Excerpt provided:
^^^^

Mom of Locks of Love Teen 'Shocked' By School's Statement

J.T. Gaskins is a leukemia survivor who wants to donate to Locks of Love.

ByABC News
February 1, 2012, 11:33 AM

Feb. 1, 2012 — -- The mother of a cancer survivor who was suspended from school in Michigan for trying to grow his hair long for a charity was "shocked" by the school's statement that her son could come back to school if he "simply styles it differently."

"It makes no sense," Christa Plante told ABCNews.com today. "I've been begging for a ponytail and for them to let him slick it back. That was the first thing we brought to the school because that's obviously a no-brainer. But the answer was just a flat-out no to everything."

Plante's son, J.T. Haskins, 17, has been growing his hair for Locks of Love, a non-profit organization that provides hair pieces for children who lose their hair for medical reasons. But long hair evidently conflicted with school rules.

^^^^

Dataset content:

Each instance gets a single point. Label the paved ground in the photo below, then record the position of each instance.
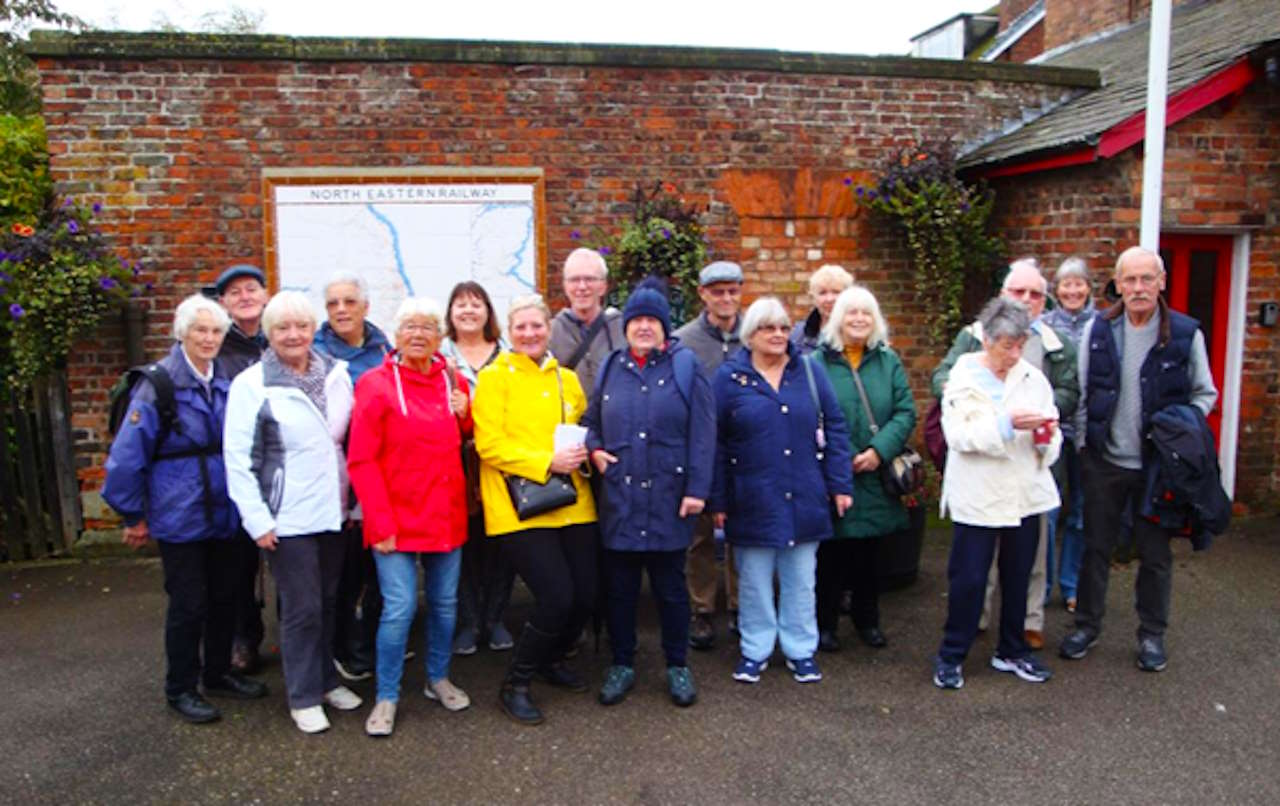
(83, 717)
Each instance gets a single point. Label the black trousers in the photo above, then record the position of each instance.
(200, 578)
(360, 601)
(848, 563)
(666, 569)
(1109, 490)
(558, 566)
(484, 587)
(306, 569)
(248, 608)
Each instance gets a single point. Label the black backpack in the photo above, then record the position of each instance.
(122, 393)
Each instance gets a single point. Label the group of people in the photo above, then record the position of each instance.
(595, 445)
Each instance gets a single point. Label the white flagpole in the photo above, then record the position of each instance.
(1153, 150)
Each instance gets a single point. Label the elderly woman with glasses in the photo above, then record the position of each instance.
(406, 465)
(286, 420)
(165, 477)
(1001, 427)
(782, 465)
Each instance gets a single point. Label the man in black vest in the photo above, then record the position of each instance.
(1136, 358)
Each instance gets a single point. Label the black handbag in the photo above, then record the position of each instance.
(533, 498)
(904, 474)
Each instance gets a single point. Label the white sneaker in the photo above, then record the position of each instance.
(382, 720)
(448, 695)
(343, 699)
(310, 719)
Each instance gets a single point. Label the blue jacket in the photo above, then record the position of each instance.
(359, 360)
(664, 444)
(170, 493)
(772, 480)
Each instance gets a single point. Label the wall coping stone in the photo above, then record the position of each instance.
(115, 45)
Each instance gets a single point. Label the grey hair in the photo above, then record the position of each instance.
(415, 307)
(348, 278)
(287, 305)
(1073, 268)
(1025, 262)
(593, 255)
(854, 298)
(190, 308)
(1136, 251)
(528, 301)
(832, 274)
(1004, 317)
(763, 311)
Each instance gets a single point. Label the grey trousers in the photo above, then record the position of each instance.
(306, 569)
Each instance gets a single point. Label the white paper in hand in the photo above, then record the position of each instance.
(568, 435)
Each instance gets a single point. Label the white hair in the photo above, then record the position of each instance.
(763, 311)
(348, 278)
(528, 301)
(831, 274)
(287, 305)
(593, 255)
(188, 311)
(415, 307)
(1025, 262)
(854, 298)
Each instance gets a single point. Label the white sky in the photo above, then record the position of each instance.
(818, 26)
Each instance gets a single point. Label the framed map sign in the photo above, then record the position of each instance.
(412, 232)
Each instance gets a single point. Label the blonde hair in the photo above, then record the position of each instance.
(854, 298)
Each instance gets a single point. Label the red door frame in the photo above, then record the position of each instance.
(1180, 247)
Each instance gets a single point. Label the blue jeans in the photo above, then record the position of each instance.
(397, 576)
(794, 622)
(1073, 527)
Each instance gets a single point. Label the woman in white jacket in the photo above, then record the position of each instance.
(1002, 438)
(286, 471)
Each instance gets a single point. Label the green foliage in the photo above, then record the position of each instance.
(58, 279)
(24, 184)
(945, 225)
(663, 238)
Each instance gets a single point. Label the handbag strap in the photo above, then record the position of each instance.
(867, 404)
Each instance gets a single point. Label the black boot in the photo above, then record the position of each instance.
(530, 649)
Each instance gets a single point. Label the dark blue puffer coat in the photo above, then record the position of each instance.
(664, 444)
(772, 480)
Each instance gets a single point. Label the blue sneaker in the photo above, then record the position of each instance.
(805, 671)
(947, 674)
(1028, 668)
(749, 671)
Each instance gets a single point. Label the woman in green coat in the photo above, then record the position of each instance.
(855, 339)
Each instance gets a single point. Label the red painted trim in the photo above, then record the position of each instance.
(1079, 156)
(1180, 105)
(1226, 82)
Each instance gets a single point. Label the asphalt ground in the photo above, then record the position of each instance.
(83, 718)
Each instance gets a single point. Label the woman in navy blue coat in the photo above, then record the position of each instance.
(652, 435)
(782, 466)
(165, 477)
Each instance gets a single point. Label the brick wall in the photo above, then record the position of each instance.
(1223, 172)
(173, 149)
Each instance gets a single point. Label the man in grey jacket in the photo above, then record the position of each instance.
(713, 337)
(1136, 358)
(585, 333)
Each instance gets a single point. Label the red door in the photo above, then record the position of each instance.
(1200, 284)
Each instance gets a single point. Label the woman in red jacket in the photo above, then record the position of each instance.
(405, 462)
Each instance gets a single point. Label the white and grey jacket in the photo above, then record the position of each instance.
(286, 468)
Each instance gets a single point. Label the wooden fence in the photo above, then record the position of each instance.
(39, 491)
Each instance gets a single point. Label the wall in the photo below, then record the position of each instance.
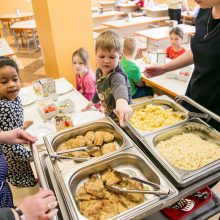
(190, 2)
(63, 28)
(12, 5)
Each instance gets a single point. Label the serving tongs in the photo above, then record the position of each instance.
(159, 192)
(58, 155)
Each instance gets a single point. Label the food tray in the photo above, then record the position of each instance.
(160, 100)
(131, 161)
(52, 141)
(184, 177)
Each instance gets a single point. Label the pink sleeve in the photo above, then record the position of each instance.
(88, 96)
(168, 51)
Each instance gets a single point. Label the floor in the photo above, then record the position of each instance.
(32, 68)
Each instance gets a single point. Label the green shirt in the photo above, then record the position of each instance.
(133, 73)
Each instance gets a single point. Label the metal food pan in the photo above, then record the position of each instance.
(132, 162)
(194, 125)
(52, 141)
(161, 100)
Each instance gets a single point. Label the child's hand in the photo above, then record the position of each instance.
(123, 111)
(27, 124)
(90, 104)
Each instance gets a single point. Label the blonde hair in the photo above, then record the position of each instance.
(177, 31)
(109, 40)
(83, 54)
(130, 46)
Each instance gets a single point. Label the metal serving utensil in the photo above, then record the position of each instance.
(184, 204)
(160, 191)
(58, 155)
(139, 191)
(156, 186)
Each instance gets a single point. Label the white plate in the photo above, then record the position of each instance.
(40, 130)
(63, 86)
(27, 99)
(85, 117)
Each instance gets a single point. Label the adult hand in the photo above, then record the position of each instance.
(90, 104)
(39, 206)
(16, 136)
(153, 71)
(123, 111)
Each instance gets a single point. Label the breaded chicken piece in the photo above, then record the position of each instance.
(66, 145)
(95, 186)
(121, 208)
(109, 209)
(82, 154)
(80, 141)
(111, 178)
(108, 148)
(108, 137)
(91, 209)
(112, 196)
(82, 195)
(90, 137)
(95, 153)
(99, 138)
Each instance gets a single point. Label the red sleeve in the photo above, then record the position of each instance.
(181, 52)
(168, 51)
(88, 96)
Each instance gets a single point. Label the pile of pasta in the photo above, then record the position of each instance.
(152, 117)
(188, 151)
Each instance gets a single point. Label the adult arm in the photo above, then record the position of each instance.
(40, 206)
(183, 60)
(8, 214)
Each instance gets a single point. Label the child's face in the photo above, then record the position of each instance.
(9, 83)
(107, 60)
(78, 65)
(175, 40)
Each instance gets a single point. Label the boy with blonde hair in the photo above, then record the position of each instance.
(112, 86)
(138, 87)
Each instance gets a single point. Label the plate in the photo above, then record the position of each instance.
(85, 117)
(63, 86)
(40, 130)
(26, 99)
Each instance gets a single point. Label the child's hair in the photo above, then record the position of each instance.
(130, 45)
(83, 54)
(109, 40)
(178, 31)
(6, 61)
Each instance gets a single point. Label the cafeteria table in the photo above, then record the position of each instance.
(155, 35)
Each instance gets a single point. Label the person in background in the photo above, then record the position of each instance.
(138, 87)
(140, 3)
(174, 9)
(204, 53)
(85, 78)
(112, 85)
(40, 206)
(11, 116)
(175, 49)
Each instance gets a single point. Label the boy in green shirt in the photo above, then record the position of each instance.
(138, 87)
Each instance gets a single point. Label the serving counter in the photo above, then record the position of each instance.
(132, 157)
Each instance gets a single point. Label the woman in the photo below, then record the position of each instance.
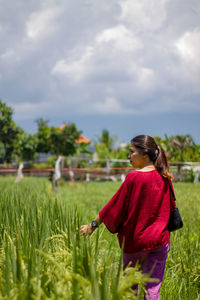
(139, 212)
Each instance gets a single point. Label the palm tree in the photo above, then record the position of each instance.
(179, 143)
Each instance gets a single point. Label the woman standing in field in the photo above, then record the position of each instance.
(139, 212)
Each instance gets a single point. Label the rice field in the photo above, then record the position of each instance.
(43, 255)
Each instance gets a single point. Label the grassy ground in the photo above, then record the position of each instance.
(42, 256)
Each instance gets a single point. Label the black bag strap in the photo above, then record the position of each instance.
(172, 191)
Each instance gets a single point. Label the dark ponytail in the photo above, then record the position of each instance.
(145, 144)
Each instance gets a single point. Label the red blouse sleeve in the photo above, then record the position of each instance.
(114, 211)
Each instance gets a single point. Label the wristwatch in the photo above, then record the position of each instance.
(94, 224)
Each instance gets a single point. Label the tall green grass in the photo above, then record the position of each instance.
(43, 255)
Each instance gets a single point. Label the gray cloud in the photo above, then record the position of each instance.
(109, 57)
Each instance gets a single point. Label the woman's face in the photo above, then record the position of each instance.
(137, 159)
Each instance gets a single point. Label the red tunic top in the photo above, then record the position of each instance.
(139, 211)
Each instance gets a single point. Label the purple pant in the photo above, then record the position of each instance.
(148, 260)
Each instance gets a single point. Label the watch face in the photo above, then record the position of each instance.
(94, 224)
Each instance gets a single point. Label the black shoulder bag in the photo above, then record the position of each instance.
(175, 220)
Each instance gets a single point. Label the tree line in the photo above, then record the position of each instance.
(18, 145)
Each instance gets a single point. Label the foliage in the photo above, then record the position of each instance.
(8, 132)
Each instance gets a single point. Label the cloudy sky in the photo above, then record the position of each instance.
(131, 66)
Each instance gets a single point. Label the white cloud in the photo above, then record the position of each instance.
(188, 46)
(146, 78)
(26, 110)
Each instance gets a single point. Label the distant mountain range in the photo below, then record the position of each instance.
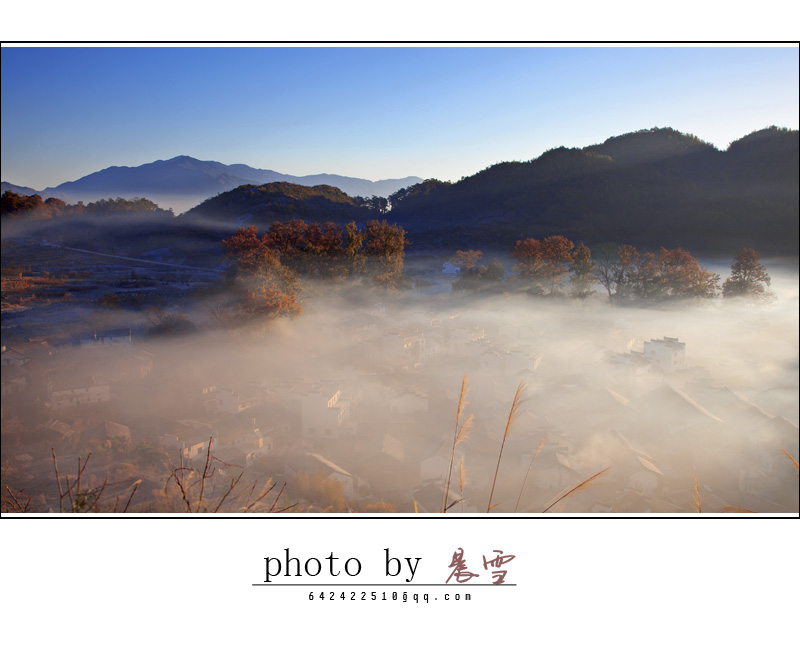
(183, 182)
(650, 188)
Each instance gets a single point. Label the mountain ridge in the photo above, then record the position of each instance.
(183, 182)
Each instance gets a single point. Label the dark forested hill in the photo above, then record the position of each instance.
(182, 182)
(649, 188)
(262, 205)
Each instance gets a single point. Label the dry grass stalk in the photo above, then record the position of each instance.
(513, 414)
(583, 485)
(205, 471)
(530, 465)
(793, 460)
(461, 432)
(461, 481)
(698, 505)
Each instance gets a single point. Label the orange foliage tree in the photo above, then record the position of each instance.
(267, 289)
(543, 262)
(748, 276)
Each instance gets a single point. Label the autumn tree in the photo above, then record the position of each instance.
(543, 262)
(748, 276)
(581, 270)
(384, 246)
(266, 288)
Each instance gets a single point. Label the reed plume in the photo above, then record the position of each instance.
(461, 481)
(794, 461)
(530, 465)
(513, 414)
(583, 485)
(461, 432)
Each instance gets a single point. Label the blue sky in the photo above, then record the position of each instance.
(372, 112)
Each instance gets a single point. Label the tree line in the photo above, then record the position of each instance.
(32, 206)
(554, 266)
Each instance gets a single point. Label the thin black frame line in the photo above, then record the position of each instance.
(377, 43)
(433, 516)
(386, 585)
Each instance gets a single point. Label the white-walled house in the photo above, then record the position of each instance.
(228, 401)
(323, 411)
(668, 353)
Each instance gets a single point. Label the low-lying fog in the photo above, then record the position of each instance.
(352, 406)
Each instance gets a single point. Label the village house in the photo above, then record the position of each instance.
(13, 380)
(106, 338)
(228, 401)
(312, 464)
(66, 388)
(668, 353)
(323, 411)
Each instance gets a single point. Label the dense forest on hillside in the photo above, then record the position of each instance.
(265, 204)
(652, 188)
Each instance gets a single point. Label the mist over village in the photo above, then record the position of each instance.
(603, 329)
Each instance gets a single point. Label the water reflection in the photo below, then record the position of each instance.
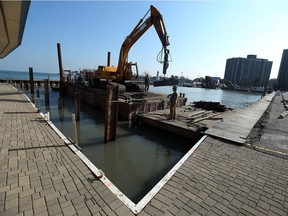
(139, 157)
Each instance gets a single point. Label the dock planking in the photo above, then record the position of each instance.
(237, 126)
(190, 122)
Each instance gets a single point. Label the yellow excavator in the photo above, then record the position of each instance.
(124, 72)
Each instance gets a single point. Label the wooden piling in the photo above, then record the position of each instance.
(60, 103)
(111, 113)
(77, 106)
(60, 62)
(26, 85)
(46, 91)
(31, 80)
(75, 134)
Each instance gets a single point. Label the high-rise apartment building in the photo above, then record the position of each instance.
(250, 71)
(282, 79)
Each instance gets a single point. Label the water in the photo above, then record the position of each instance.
(141, 156)
(135, 162)
(22, 75)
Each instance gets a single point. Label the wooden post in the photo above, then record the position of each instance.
(111, 113)
(31, 80)
(60, 104)
(46, 90)
(60, 62)
(77, 106)
(74, 129)
(26, 85)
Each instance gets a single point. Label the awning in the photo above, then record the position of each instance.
(13, 16)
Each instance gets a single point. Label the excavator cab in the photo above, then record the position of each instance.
(124, 72)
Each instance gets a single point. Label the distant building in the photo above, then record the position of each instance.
(250, 71)
(282, 79)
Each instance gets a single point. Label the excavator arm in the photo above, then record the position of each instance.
(124, 70)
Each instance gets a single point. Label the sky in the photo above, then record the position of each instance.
(202, 34)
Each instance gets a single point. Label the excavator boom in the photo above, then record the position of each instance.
(124, 69)
(155, 19)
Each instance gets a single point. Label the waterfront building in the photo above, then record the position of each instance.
(282, 79)
(247, 72)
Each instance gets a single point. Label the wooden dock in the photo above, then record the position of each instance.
(190, 122)
(237, 126)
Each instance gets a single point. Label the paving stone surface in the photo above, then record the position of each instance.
(40, 175)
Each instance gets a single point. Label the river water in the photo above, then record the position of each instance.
(141, 156)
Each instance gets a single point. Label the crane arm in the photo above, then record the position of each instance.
(142, 26)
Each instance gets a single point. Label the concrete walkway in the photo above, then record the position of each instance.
(41, 175)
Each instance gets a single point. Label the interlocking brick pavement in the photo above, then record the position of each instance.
(39, 174)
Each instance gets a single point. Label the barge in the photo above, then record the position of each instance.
(129, 103)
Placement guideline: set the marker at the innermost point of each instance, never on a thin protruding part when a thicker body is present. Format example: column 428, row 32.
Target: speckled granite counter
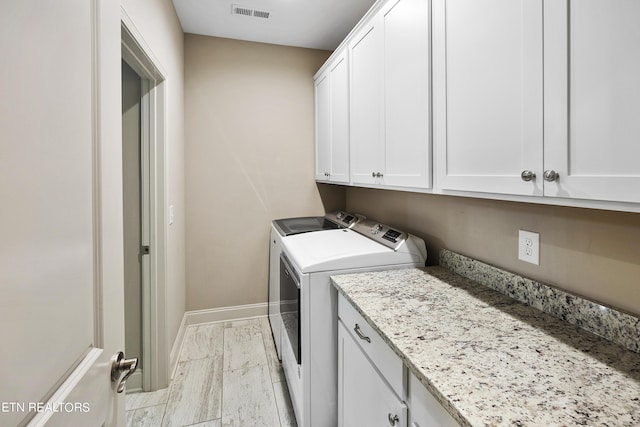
column 491, row 360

^^^^

Questions:
A. Can you repeat, word for word, the stretch of the Locks of Love article from "Plante's son, J.T." through "with school rules."?
B. Could you go on with the Locks of Love article, picking up right after its final sentence?
The items come from a separate source, unrelated to the Locks of Love article.

Answers per task:
A.
Plante's son, J.T. Haskins, 17, has been growing his hair for Locks of Love, a non-profit organization that provides hair pieces for children who lose their hair for medical reasons. But long hair evidently conflicted with school rules.

B.
In a statement earlier today, the Madison Academy claimed that Plante had not wanted to cooperate with a compromise it was willing to make.

"We want J.T. back in school, so we offered him and his mother several solutions, including the option that he can continue to grow his hair out if he simply styles it differently so that it's out of his eyes and ears and off his collar," the Madison Academy said in a statement. "So the reports that we're demanding he cut his hair are simply not true. To date, he and his mother have not agreed to any of these options."

The school planned a news conference for Wednesday evening to address the matter, but Plante said she did not know about the news conference until a local reporter called her to ask if she was going.

"I had a feeling they didn't want us there," Plante said. "They're refusing to meet with us. We've been begging to meet in private, behind closed doors."

Members of the school board finally agreed to meet with Plante, she said, 45 minutes before the scheduled news conference.

Plante said that after her son's first three days of suspension more than two weeks ago, they met with the school board to see if it would reconsider.

Plante pleaded the case and presented the school with different suggestions for how to keep the situation in control, such as proposing Gaskins would pull his hair back in a ponytail or the school could come up with a donation clause so that other boys could not take advantage of a potential loophole in the rules on hair length.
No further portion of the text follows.